— Problem —
Read the entries below and pull out each line with the string "rough".

— Records to process —
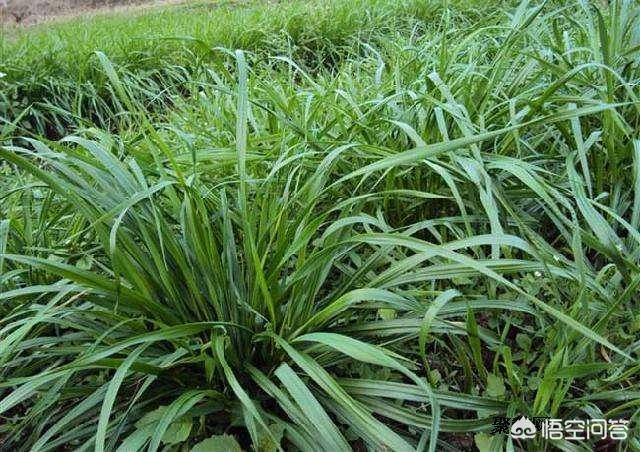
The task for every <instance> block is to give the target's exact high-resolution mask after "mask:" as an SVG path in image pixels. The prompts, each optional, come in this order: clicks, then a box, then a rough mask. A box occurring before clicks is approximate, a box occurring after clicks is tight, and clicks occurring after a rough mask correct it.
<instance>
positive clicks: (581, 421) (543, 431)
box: [491, 416, 629, 441]
mask: <svg viewBox="0 0 640 452" xmlns="http://www.w3.org/2000/svg"><path fill="white" fill-rule="evenodd" d="M499 433H504V434H507V435H509V436H511V438H514V439H533V438H535V437H537V436H538V435H539V436H540V437H541V438H544V439H549V440H554V439H555V440H560V439H564V440H568V441H586V440H603V439H609V440H614V441H622V440H625V439H627V436H628V434H629V421H628V420H626V419H553V418H548V417H533V418H531V419H529V418H528V417H526V416H521V417H515V418H513V419H510V418H507V417H496V418H494V419H493V430H492V431H491V434H492V435H495V434H499Z"/></svg>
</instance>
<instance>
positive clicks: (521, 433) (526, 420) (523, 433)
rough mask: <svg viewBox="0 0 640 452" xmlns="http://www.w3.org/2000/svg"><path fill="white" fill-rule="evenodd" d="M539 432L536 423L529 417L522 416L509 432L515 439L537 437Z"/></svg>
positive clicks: (520, 438) (513, 424)
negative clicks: (535, 423)
mask: <svg viewBox="0 0 640 452" xmlns="http://www.w3.org/2000/svg"><path fill="white" fill-rule="evenodd" d="M537 432H538V429H536V426H535V425H534V423H533V422H531V421H530V420H529V418H528V417H525V416H522V417H521V418H520V419H518V420H517V421H515V422H514V423H513V425H512V426H511V430H510V431H509V434H510V435H511V437H512V438H514V439H529V438H535V436H536V433H537Z"/></svg>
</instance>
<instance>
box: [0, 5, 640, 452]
mask: <svg viewBox="0 0 640 452" xmlns="http://www.w3.org/2000/svg"><path fill="white" fill-rule="evenodd" d="M292 5H293V6H292ZM294 7H295V8H301V9H300V11H303V12H307V13H310V12H311V11H313V12H315V11H319V10H321V9H322V8H323V7H320V6H317V7H316V6H314V5H311V6H304V5H301V4H298V3H292V4H287V5H286V6H285V7H284V9H283V10H282V11H284V12H283V13H282V16H280V15H275V18H273V22H270V20H269V19H268V18H267V16H266V14H267V13H261V14H265V16H264V17H263V16H260V17H261V18H262V19H261V20H262V21H263V22H258V23H260V24H261V26H263V27H264V36H265V38H264V39H265V40H264V43H269V45H266V44H264V43H262V44H259V45H258V44H256V45H254V46H253V47H252V46H250V45H244V46H241V45H235V44H238V42H237V41H231V42H229V43H228V44H229V45H230V46H232V47H245V50H244V51H241V50H228V49H226V48H220V47H217V48H213V45H211V44H212V43H214V44H218V43H219V42H218V41H217V40H216V39H209V40H207V39H205V38H203V37H202V36H199V37H198V38H197V39H198V41H197V42H198V43H199V44H198V45H200V44H202V45H205V44H206V45H208V46H209V47H210V48H213V50H211V49H210V48H207V50H206V53H207V55H209V56H208V57H207V58H202V59H197V60H196V59H194V61H196V63H194V64H193V65H190V64H187V63H186V62H185V63H180V66H179V67H181V68H184V70H183V71H182V72H180V73H181V74H182V75H181V76H180V77H182V78H180V86H179V89H177V87H176V86H174V84H173V83H172V82H170V81H168V80H169V79H165V78H162V77H164V76H165V75H166V74H167V72H166V71H167V70H175V68H176V67H178V66H172V68H173V69H166V70H165V69H162V70H160V69H157V65H156V63H153V64H151V65H150V68H151V69H149V70H156V69H157V70H159V71H161V72H162V71H164V72H162V74H165V75H162V76H159V78H157V79H154V77H148V75H149V74H148V73H147V72H145V70H143V69H141V67H142V65H138V64H136V63H137V61H136V60H135V59H129V58H131V57H127V55H126V52H125V54H123V55H120V56H118V57H116V56H115V55H113V58H109V57H108V55H109V54H110V52H109V50H112V49H111V47H110V46H111V45H112V44H105V46H108V47H110V48H109V49H107V48H103V49H94V50H104V52H102V51H99V52H97V53H94V54H93V57H92V58H94V59H95V67H94V68H93V69H92V71H95V74H99V76H100V77H102V78H103V81H102V82H100V83H101V84H102V86H104V89H106V90H107V91H108V93H109V95H108V96H106V97H105V96H103V95H102V94H98V93H95V95H93V96H92V97H91V99H92V100H93V101H95V102H105V105H109V106H110V107H109V108H104V109H101V108H98V109H96V111H100V115H102V116H100V118H98V119H96V117H95V116H92V115H87V114H86V113H85V112H84V110H82V109H79V110H75V111H74V110H73V109H70V108H68V104H65V103H64V102H63V103H61V106H60V108H59V110H57V113H56V115H58V116H57V117H60V118H63V119H64V124H63V123H62V122H61V123H60V131H62V132H65V133H66V134H67V136H66V137H65V138H63V139H61V140H53V139H51V137H48V138H47V137H46V136H35V137H34V136H31V137H28V138H25V137H24V130H22V129H20V128H19V127H18V123H17V122H16V121H15V120H9V121H7V124H9V125H13V126H15V127H12V126H7V127H5V129H4V132H3V133H4V135H3V140H4V142H5V145H4V146H3V147H2V148H1V149H0V157H1V158H2V159H3V161H4V164H3V166H2V173H0V177H2V181H3V185H2V186H3V191H2V193H0V198H1V199H2V200H3V203H2V207H0V213H1V214H2V216H3V218H4V219H3V220H2V222H0V289H1V290H2V292H1V293H0V310H1V312H2V317H3V319H2V323H0V328H1V329H0V344H1V345H0V361H1V362H2V370H1V371H0V372H1V373H0V375H1V376H2V378H1V379H0V416H2V419H3V423H2V426H1V427H0V435H1V437H2V440H3V447H8V448H16V447H24V448H27V449H32V450H49V449H56V448H59V447H72V448H74V449H81V450H82V449H91V448H94V449H96V450H118V449H120V450H123V451H124V450H127V451H128V450H141V449H150V450H157V449H159V448H161V447H166V448H168V449H169V450H181V449H187V450H217V449H216V448H218V449H220V450H239V449H240V448H243V449H246V450H249V449H254V450H260V451H262V450H277V449H292V450H298V449H301V450H349V449H368V450H385V449H390V450H424V449H429V450H460V449H469V450H470V449H472V448H473V444H474V442H475V443H476V444H484V445H486V447H489V448H490V449H491V450H501V449H502V448H509V449H510V450H511V449H513V448H524V449H527V448H528V449H530V450H553V448H560V449H562V450H574V449H575V447H576V446H575V444H574V443H571V442H569V441H556V442H544V441H543V440H542V439H540V438H538V439H535V440H531V441H526V442H524V441H517V440H513V439H510V438H508V437H505V436H504V435H494V436H488V435H489V434H490V432H491V430H492V423H493V417H494V416H508V417H514V416H516V415H518V416H519V415H525V416H529V417H534V416H550V417H557V418H565V419H571V418H625V419H630V420H631V422H632V424H631V427H630V432H629V439H628V440H627V441H626V443H624V444H622V445H621V447H628V448H630V449H633V448H638V447H640V444H639V443H638V441H639V439H638V438H639V436H638V433H637V426H636V421H637V413H638V411H637V403H636V400H637V399H638V398H639V397H638V396H639V395H640V384H639V380H638V370H639V369H640V368H639V367H638V359H639V354H638V353H639V352H638V341H637V332H638V330H640V327H639V325H638V318H637V315H636V311H637V308H638V306H637V303H638V300H637V293H638V286H639V285H640V271H639V265H640V261H639V259H640V251H639V250H640V234H639V233H638V228H639V226H640V139H639V137H638V136H637V130H638V120H639V118H640V116H639V115H638V112H639V108H640V105H639V104H638V99H637V92H638V91H637V86H638V81H639V76H640V67H639V65H638V49H639V47H638V46H639V45H640V42H639V41H640V35H638V33H637V31H636V30H638V29H639V28H638V13H639V12H640V10H639V9H638V7H637V5H636V4H635V3H633V2H629V1H612V2H611V3H610V4H609V5H608V6H607V7H603V6H602V5H600V4H595V3H594V4H589V3H586V2H575V3H573V2H572V3H571V4H570V5H568V6H567V5H564V6H563V5H556V4H553V3H547V4H543V5H537V4H529V3H528V2H526V1H525V2H522V3H520V4H519V5H502V4H500V5H498V4H497V3H496V4H493V9H494V11H495V12H494V14H489V15H488V16H487V17H484V18H481V17H477V16H475V15H474V13H472V12H470V11H469V10H467V9H465V7H464V6H460V5H456V4H454V5H448V4H438V5H435V6H431V5H427V6H425V5H424V4H423V3H422V2H406V3H403V4H402V5H401V6H400V7H396V6H394V5H393V4H392V3H386V2H362V3H358V4H357V5H355V6H351V4H347V3H342V2H335V3H331V5H330V6H328V7H327V6H324V8H327V11H328V12H327V13H325V14H326V15H325V16H321V17H325V18H326V17H333V16H331V14H335V21H336V23H337V24H340V26H341V27H342V26H344V27H345V29H349V27H347V25H348V24H353V25H352V27H358V28H359V33H358V35H356V36H349V33H347V32H344V33H343V34H342V35H339V36H334V35H333V34H332V33H329V32H328V31H327V30H333V29H334V28H333V27H331V26H329V22H324V23H326V27H327V28H322V27H319V28H317V29H311V28H310V29H305V30H304V31H299V29H298V28H296V27H298V26H300V27H302V28H305V27H306V25H296V27H294V26H293V25H291V26H290V28H285V30H286V31H287V34H284V33H283V34H282V35H281V36H275V37H274V36H273V34H274V30H276V29H277V30H279V29H280V24H279V23H278V20H281V19H283V18H285V17H289V16H290V13H291V10H290V9H288V8H294ZM305 8H309V9H305ZM316 8H318V9H316ZM331 8H335V9H331ZM250 11H254V10H250ZM256 11H260V10H259V9H257V10H256ZM265 11H271V10H269V9H267V10H265ZM399 11H400V12H402V11H414V12H415V15H410V16H407V17H403V18H402V19H397V18H396V15H397V14H399ZM425 11H430V12H429V14H432V15H433V16H432V17H433V18H434V20H432V21H431V22H428V23H427V22H424V21H423V19H424V16H420V14H423V13H424V12H425ZM347 12H349V13H350V15H348V16H347V15H346V14H347ZM365 13H366V14H368V16H367V17H369V18H373V19H362V18H361V16H362V17H364V16H363V15H364V14H365ZM163 14H170V13H169V12H167V13H163ZM176 14H178V16H177V17H181V16H179V14H183V13H180V12H178V13H176ZM184 14H186V13H184ZM212 14H213V13H212ZM221 14H223V13H221ZM224 14H227V13H224ZM228 14H234V16H233V17H235V18H234V19H229V23H228V24H227V25H225V26H228V27H231V28H232V26H233V25H237V24H238V23H239V21H240V20H241V19H242V20H249V19H247V17H250V15H251V14H254V13H252V12H246V11H245V12H233V13H228ZM235 14H237V16H235ZM255 14H258V13H255ZM288 15H289V16H288ZM185 17H186V16H185ZM221 17H224V16H221ZM230 17H231V16H230ZM251 17H253V16H251ZM140 20H141V21H145V20H155V19H140ZM251 20H254V19H251ZM383 21H387V22H388V21H393V22H389V23H393V24H394V26H393V27H391V26H388V27H382V28H380V27H378V25H380V24H382V23H383ZM143 23H144V22H143ZM177 23H178V25H176V27H178V26H179V24H180V21H178V22H177ZM291 23H293V22H291ZM320 23H323V22H322V21H320ZM265 24H266V25H265ZM268 24H272V25H270V26H268ZM273 24H276V25H273ZM92 27H98V28H99V27H100V25H99V23H98V24H94V25H92ZM270 27H274V28H270ZM296 30H298V33H299V34H298V35H296ZM212 33H213V32H212ZM176 34H178V33H176ZM301 36H305V38H304V39H302V38H301ZM96 42H97V41H96ZM181 42H184V39H182V40H181ZM194 42H195V41H194ZM251 42H255V41H251ZM301 42H305V43H306V44H305V45H304V49H307V50H309V53H307V51H301V50H300V48H299V47H297V46H298V45H300V46H301V47H302V44H300V43H301ZM310 42H315V43H321V45H320V44H317V45H311V44H309V43H310ZM240 44H241V43H240ZM90 45H91V44H90ZM139 45H145V44H139ZM18 48H20V46H19V45H18V46H17V47H14V49H18ZM14 51H15V50H14ZM69 52H70V53H69V54H71V53H72V51H69ZM159 52H160V53H162V50H159ZM180 52H186V50H185V49H184V48H182V47H181V48H180ZM182 55H183V57H184V56H185V55H190V54H189V53H183V54H182ZM309 55H311V56H312V57H309ZM68 58H69V60H67V61H73V59H72V58H73V57H71V56H69V57H68ZM162 58H164V56H163V57H162ZM185 58H186V57H185ZM157 61H161V58H160V57H159V59H158V60H157ZM60 64H65V63H64V59H62V63H60ZM154 68H155V69H154ZM161 72H158V74H160V73H161ZM176 73H177V72H176ZM51 74H52V75H50V76H47V77H48V78H47V77H45V78H47V80H48V82H47V83H51V84H52V85H51V86H55V84H56V83H57V80H60V84H61V85H62V86H64V85H65V84H66V83H68V80H69V79H67V78H65V77H60V76H56V75H53V74H54V73H53V72H52V73H51ZM95 77H98V75H96V76H95ZM95 77H94V76H93V75H92V76H91V77H90V82H88V83H90V84H92V86H93V84H94V83H97V82H96V80H97V78H95ZM176 80H177V79H176ZM6 83H8V84H13V83H15V89H21V88H20V87H19V85H20V82H19V81H14V79H9V80H8V81H7V82H6ZM152 84H154V85H153V86H152ZM61 89H65V88H61ZM44 92H49V88H45V91H44ZM161 92H162V93H163V96H165V97H164V98H163V100H162V102H164V103H162V104H161V105H162V107H160V108H151V107H150V105H151V104H150V102H149V100H150V99H151V98H154V99H155V98H156V97H157V96H158V95H159V93H161ZM7 102H8V103H9V104H11V102H10V101H7ZM112 107H113V109H112V110H111V109H110V108H112ZM25 117H26V116H25ZM23 118H24V117H23ZM23 118H19V119H21V120H22V119H23ZM43 118H45V116H43ZM51 118H53V117H46V120H45V122H46V124H49V121H50V120H52V119H51ZM71 118H74V119H73V120H71ZM61 121H62V119H61ZM105 126H108V127H107V128H108V130H104V129H105ZM45 131H46V128H45V129H43V130H42V131H41V132H40V135H42V134H44V133H45ZM20 136H22V138H19V137H20ZM585 444H587V445H586V446H585V447H587V448H588V449H589V448H593V447H595V446H596V444H595V442H592V443H585Z"/></svg>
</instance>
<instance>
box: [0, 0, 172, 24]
mask: <svg viewBox="0 0 640 452" xmlns="http://www.w3.org/2000/svg"><path fill="white" fill-rule="evenodd" d="M181 1H182V0H0V23H13V24H18V25H30V24H35V23H39V22H43V21H46V20H51V19H56V18H60V17H64V16H75V15H80V14H85V13H91V12H94V11H100V10H104V9H122V8H132V7H139V6H141V5H145V6H146V5H149V6H153V5H159V4H165V3H180V2H181Z"/></svg>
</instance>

— Written solution —
The task for every <instance> block is to give the target's exact high-resolution mask after "mask:" as an SVG path in image pixels. The prompts, each optional, come in this order: clicks, then a box, then a rough mask. A box occurring before clicks is approximate, a box occurring after clicks is tight, and clicks occurring after a rough mask correct it.
rough mask: <svg viewBox="0 0 640 452" xmlns="http://www.w3.org/2000/svg"><path fill="white" fill-rule="evenodd" d="M539 432L536 423L529 417L522 416L509 432L515 439L537 437Z"/></svg>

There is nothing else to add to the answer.